Material for this exercise
--*--

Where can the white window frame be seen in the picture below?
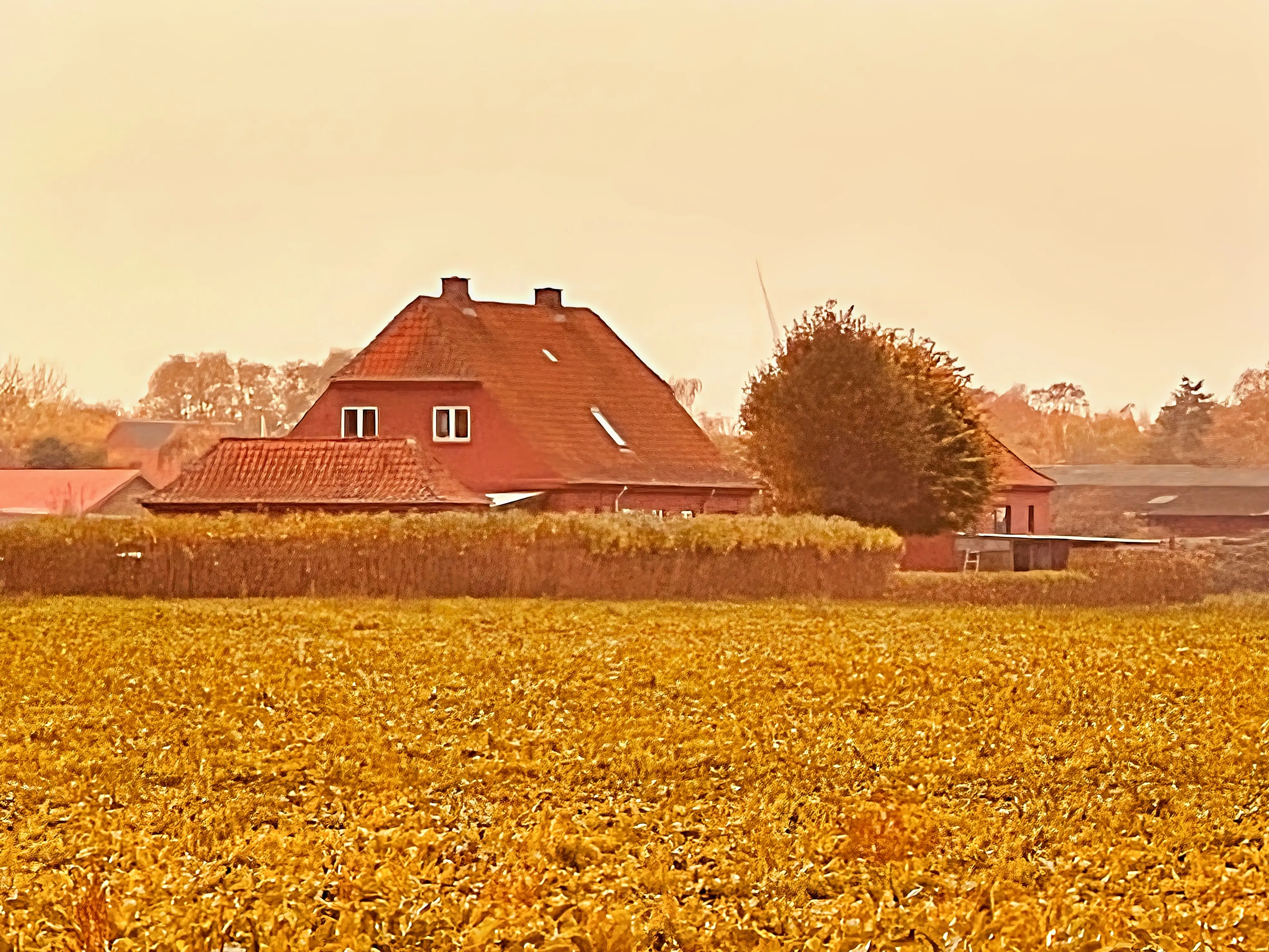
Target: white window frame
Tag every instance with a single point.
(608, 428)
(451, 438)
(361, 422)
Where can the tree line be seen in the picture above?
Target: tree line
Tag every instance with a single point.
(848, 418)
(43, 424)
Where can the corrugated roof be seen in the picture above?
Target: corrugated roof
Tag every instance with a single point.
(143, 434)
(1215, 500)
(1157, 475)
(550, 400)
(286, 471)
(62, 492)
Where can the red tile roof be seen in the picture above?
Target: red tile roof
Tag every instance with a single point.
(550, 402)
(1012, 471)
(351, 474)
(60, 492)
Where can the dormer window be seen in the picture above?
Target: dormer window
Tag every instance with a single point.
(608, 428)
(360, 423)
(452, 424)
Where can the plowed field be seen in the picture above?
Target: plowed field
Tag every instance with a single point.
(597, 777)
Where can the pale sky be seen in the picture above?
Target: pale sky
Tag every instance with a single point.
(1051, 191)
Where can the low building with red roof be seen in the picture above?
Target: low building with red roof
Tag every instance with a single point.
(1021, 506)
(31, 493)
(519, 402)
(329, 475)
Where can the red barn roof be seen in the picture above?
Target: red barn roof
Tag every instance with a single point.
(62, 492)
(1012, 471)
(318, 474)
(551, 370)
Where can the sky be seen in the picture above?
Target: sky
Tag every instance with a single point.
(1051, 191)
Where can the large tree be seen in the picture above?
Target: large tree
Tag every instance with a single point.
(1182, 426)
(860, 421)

--*--

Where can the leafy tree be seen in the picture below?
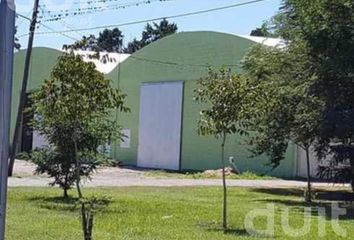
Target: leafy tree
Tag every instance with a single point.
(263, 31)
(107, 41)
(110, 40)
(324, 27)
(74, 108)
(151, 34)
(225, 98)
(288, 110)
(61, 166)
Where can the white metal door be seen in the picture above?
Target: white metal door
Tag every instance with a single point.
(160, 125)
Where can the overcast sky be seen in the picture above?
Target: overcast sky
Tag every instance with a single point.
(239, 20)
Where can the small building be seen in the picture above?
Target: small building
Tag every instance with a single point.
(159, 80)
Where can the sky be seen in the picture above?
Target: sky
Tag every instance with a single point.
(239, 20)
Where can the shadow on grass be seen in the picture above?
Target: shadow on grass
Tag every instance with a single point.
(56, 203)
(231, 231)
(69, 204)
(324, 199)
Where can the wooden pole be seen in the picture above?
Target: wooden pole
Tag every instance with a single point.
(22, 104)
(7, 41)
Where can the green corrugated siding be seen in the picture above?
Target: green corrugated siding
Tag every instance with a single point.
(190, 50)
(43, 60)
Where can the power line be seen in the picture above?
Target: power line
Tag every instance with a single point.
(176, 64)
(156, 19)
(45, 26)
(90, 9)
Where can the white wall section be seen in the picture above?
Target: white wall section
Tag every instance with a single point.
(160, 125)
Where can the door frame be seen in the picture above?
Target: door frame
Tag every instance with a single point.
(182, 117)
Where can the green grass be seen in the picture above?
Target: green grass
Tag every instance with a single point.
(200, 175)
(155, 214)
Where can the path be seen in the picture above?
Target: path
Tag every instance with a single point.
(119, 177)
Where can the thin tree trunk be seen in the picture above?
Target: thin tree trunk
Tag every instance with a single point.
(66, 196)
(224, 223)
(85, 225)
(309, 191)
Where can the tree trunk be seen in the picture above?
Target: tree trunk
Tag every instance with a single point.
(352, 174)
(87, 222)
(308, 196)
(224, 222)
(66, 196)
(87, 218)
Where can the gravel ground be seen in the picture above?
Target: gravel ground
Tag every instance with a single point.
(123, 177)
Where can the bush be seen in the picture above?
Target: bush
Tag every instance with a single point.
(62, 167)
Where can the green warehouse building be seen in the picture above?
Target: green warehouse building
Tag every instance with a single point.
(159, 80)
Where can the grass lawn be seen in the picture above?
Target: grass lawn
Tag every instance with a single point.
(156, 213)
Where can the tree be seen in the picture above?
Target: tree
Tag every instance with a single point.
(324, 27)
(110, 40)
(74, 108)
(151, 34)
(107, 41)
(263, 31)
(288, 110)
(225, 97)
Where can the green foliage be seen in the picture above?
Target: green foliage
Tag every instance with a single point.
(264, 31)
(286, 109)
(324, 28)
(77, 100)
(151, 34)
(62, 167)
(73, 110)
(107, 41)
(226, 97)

--*--

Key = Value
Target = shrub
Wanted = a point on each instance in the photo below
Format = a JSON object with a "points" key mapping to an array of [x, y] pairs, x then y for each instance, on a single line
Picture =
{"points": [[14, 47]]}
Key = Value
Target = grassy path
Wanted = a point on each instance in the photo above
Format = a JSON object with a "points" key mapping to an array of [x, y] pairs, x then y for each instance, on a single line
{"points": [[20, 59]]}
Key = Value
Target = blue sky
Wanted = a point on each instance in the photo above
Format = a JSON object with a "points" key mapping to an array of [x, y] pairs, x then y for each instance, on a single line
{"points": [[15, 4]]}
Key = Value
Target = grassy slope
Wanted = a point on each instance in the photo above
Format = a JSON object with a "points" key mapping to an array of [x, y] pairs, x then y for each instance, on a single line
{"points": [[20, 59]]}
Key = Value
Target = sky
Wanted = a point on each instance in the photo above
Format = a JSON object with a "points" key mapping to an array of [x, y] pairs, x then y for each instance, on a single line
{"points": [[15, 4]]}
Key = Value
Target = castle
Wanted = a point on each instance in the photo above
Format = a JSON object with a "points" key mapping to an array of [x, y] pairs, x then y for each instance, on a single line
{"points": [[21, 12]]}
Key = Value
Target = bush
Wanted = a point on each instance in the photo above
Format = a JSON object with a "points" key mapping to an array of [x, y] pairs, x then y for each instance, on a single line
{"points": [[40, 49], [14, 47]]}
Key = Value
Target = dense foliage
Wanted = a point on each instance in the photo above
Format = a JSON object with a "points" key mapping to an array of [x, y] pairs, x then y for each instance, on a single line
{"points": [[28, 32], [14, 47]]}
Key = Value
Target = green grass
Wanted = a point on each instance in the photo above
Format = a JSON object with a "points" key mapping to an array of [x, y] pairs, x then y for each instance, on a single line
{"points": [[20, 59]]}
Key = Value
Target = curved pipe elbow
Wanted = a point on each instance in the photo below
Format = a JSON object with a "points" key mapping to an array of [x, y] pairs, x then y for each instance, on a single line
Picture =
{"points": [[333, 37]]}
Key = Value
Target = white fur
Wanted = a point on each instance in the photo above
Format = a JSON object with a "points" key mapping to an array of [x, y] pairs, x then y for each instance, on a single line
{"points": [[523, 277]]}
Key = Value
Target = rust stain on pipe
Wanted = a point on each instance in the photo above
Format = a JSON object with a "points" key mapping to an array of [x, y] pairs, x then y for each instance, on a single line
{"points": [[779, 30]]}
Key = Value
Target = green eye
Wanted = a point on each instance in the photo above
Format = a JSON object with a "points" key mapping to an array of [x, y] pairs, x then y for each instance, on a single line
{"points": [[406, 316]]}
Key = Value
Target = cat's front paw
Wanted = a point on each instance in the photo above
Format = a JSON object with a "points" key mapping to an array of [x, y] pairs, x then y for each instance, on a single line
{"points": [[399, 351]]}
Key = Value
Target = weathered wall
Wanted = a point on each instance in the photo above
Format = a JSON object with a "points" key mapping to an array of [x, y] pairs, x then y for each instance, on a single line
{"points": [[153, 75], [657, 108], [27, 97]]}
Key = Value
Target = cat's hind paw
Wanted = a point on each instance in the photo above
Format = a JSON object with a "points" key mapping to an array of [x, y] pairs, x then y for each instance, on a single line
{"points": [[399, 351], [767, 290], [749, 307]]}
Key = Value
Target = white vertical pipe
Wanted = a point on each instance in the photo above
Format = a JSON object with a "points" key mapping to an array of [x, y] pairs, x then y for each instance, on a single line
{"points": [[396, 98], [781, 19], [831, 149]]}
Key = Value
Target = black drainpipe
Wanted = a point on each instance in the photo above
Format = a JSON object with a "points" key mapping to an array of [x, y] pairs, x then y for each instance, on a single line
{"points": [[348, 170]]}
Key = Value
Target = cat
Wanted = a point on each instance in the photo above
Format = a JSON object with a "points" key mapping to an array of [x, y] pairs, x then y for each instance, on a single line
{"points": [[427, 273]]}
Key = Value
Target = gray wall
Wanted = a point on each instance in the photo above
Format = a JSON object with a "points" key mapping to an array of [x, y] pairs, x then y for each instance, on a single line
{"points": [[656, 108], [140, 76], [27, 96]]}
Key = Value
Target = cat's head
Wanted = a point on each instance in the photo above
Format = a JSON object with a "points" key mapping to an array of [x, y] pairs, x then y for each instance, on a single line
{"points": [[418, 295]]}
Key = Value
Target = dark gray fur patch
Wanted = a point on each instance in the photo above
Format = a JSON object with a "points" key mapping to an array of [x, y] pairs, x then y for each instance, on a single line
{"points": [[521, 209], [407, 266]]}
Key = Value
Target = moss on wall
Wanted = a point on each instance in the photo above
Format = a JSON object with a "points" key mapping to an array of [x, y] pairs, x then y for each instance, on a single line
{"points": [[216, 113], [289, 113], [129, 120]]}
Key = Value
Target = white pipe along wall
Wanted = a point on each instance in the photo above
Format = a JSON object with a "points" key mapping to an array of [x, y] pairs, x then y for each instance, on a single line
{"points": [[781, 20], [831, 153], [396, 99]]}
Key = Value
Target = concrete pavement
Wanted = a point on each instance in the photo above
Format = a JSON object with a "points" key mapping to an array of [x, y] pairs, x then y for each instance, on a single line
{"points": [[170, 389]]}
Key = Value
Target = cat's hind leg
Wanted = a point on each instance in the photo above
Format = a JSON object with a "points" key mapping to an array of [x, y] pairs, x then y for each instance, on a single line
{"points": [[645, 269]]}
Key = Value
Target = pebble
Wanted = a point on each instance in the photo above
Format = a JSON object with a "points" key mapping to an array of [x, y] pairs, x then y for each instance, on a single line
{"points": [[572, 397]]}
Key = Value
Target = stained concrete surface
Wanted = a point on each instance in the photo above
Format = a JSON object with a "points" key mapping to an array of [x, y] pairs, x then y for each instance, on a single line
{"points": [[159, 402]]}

--*--

Exercise brief
Using the records above, return word for word the lines that begin at the one containing "Where can the white window" and end at the one containing "Target: low building with red roof", both of them included and no pictures.

Worked solution
Where can the white window frame be seen in the picture below?
Target: white window frame
Tag every instance with a single point.
(608, 428)
(451, 438)
(361, 422)
Where can the tree line be seen in the picture above?
Target: tree line
Tag every instance with a single point.
(848, 418)
(43, 424)
Where can the corrugated roof be seen in the picture above?
Target: corrugated roof
Tag every instance with a single point.
(143, 434)
(1215, 500)
(1157, 475)
(550, 400)
(286, 471)
(62, 492)
Where can the red tile roof be seen in the picture above?
Target: red tile roof
Tag every instance with a single point.
(550, 402)
(1012, 471)
(351, 474)
(60, 492)
Where can the dormer window be seen in the picture above?
Target: dormer window
Tag every instance with a single point.
(608, 428)
(360, 423)
(452, 424)
Where can the plowed field be seen in the picture above?
Target: plowed field
Tag every instance with a single point.
(597, 777)
Where can the pale sky be seen in the picture above?
Target: pale sky
Tag every instance with a single point.
(1051, 191)
Where can the low building with red roof be seen in the picture above?
Target: low building with red roof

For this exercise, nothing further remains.